> [Texto de referencia]:

Desde el principio de la Semana Santa, durante la celebración del Domingo de Ramos, nos había indicado este camino de confianza para levantarnos y «redescubrir que la vida no sirve, si no se sirve». «Y, ante Dios que nos sirve hasta dar la vida, pidamos, mirando al Crucificado, la gracia de vivir para servir. Procuremos acercarnos al que sufre, al que está solo y necesitado. No pensemos tanto en lo que nos falta, sino en el bien que podemos hacer», propuso, dirigiéndose en particular a los jóvenes para mostrarles «los verdaderos héroes» que están apareciendo en estos días, no los que tienen fama, dinero y éxito, sino «los que se dan a sí mismos para servir a los demás».

Durante la misa del Jueves Santo, comentando el gesto de Jesús lavando los pies de sus discípulos, el Papa habló de nuevo de esta importante dimensión de servicio como «una condición para entrar en el Reino de los Cielos». Rindió así un vibrante homenaje a los sacerdotes que ofrecen su vida por el Señor, a los sacerdotes servidores, entre los cuales ha muerto en Italia un centenar durante esos días atendiendo a los enfermos en los hospitales, con médicos, enfermeros... «Son los “santos de la puerta de al lado”, sacerdotes que dieron su vida sirviendo», dijo, llevando consigo al altar a todos sus hermanos sacerdotes, especialmente «a los sacerdotes calumniados».

Estos sacerdotes calumniados también estaban en nuestras oraciones la noche del Viernes Santo, siguiendo el Vía Crucis transmitido por Mondovisión desde la Plaza de San Pedro, en el emplazamiento del antiguo circo de Nerón donde solía tener lugar la crucifixión de los cristianos... Las meditaciones habían sido escritas por los presos, y los «Simón de Cirene de hoy» se iban turnando para llevar la cruz, entre ellos médicos y enfermeros que, a diario, alivian a los enfermos de Covid-19.

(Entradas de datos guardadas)

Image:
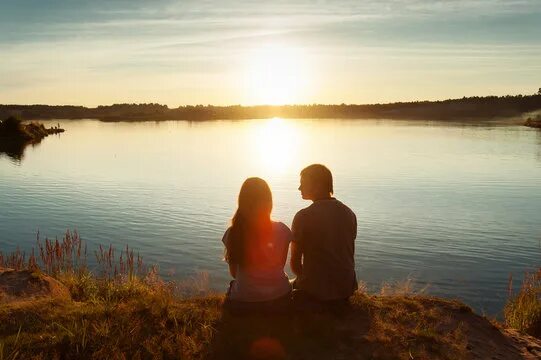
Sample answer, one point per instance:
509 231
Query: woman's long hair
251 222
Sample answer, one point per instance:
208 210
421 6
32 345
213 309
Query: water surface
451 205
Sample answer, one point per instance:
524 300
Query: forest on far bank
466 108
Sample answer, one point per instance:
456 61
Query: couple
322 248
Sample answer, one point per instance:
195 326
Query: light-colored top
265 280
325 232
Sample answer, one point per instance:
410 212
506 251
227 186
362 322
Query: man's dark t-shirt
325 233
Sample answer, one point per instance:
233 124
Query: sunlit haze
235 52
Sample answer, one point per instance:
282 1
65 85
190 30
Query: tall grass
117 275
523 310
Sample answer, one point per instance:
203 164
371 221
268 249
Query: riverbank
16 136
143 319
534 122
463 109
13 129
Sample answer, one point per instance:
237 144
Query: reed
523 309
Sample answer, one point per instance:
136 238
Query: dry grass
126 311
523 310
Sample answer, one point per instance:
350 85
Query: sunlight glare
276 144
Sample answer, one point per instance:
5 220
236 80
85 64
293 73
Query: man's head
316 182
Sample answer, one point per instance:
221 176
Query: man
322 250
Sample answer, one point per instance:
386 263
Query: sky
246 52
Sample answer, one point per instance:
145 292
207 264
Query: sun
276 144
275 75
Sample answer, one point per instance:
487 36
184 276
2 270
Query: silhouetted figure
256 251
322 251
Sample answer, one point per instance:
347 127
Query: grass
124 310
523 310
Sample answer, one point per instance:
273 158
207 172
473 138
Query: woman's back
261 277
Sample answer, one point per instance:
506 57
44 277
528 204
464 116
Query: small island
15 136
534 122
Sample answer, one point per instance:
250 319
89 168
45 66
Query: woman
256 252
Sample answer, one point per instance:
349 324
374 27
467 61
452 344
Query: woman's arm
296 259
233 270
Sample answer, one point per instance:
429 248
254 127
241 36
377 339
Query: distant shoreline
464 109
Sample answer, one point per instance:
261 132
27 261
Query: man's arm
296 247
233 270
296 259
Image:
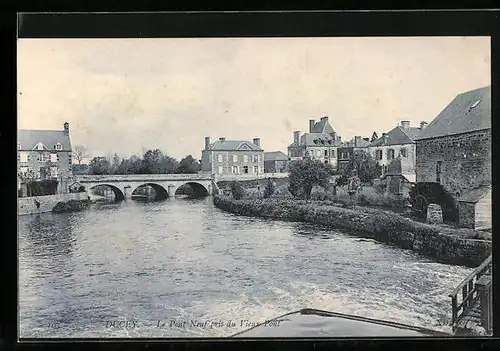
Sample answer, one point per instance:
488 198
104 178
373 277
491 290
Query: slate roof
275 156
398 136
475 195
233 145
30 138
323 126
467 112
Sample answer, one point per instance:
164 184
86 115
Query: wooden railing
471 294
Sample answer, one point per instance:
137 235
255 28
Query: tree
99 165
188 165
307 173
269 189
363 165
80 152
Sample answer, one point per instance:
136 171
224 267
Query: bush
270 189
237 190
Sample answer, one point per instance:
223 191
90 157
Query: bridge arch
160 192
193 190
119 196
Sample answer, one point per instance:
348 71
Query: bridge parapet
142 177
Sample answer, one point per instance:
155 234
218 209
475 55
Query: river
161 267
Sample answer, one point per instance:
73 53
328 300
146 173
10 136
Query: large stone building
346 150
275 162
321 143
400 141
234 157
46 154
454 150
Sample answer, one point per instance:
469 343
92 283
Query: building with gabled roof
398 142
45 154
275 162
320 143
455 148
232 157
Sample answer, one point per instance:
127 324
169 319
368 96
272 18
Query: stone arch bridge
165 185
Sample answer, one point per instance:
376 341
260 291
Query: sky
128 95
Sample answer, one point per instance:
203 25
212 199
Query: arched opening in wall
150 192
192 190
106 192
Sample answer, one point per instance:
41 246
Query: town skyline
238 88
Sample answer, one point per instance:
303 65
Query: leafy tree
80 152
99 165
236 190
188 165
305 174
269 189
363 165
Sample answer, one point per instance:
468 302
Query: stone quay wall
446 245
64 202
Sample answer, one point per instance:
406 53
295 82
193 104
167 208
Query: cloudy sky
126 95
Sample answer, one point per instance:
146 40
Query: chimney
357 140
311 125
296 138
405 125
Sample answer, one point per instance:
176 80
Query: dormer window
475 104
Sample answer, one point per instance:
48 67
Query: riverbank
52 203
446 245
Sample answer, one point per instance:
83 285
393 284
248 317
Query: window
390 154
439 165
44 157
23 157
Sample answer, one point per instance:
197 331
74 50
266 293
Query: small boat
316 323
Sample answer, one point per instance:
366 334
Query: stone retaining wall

> [Tareas por realizar]:
• A. Según el texto sobre la Semana Santa, ¿quiénes escribieron las meditaciones del Vía Crucis del Viernes Santo?
• B. Resume en forma de lista el párrafo del texto sobre la Semana Santa que comienza con «Durante la misa del Jueves Santo», conservando sus datos principales.
• C. Transcribe del texto sobre la Semana Santa el fragmento comprendido entre "Estos sacerdotes calumniados" y "enfermos de Covid-19.", ambos incluidos.
Los datos no guardan ninguna relación con el texto.

> [Respuestas esperadas]:
• A. Las escribieron los presos.

• B.
- En la misa del Jueves Santo, al comentar el gesto de Jesús lavando los pies de sus discípulos, el Papa presentó el servicio como «una condición para entrar en el Reino de los Cielos».
- Rindió homenaje a los sacerdotes que ofrecen su vida por el Señor. Entre ellos se cuenta un centenar que murió en Italia en esos días mientras atendía a enfermos en los hospitales junto a médicos y enfermeros.
- Los llamó los «santos de la puerta de al lado».
- Llevó consigo al altar a todos sus hermanos sacerdotes, en especial a los calumniados.

• C.
Estos sacerdotes calumniados también estaban en nuestras oraciones la noche del Viernes Santo, siguiendo el Vía Crucis transmitido por Mondovisión desde la Plaza de San Pedro, en el emplazamiento del antiguo circo de Nerón donde solía tener lugar la crucifixión de los cristianos... Las meditaciones habían sido escritas por los presos, y los «Simón de Cirene de hoy» se iban turnando para llevar la cruz, entre ellos médicos y enfermeros que, a diario, alivian a los enfermos de Covid-19.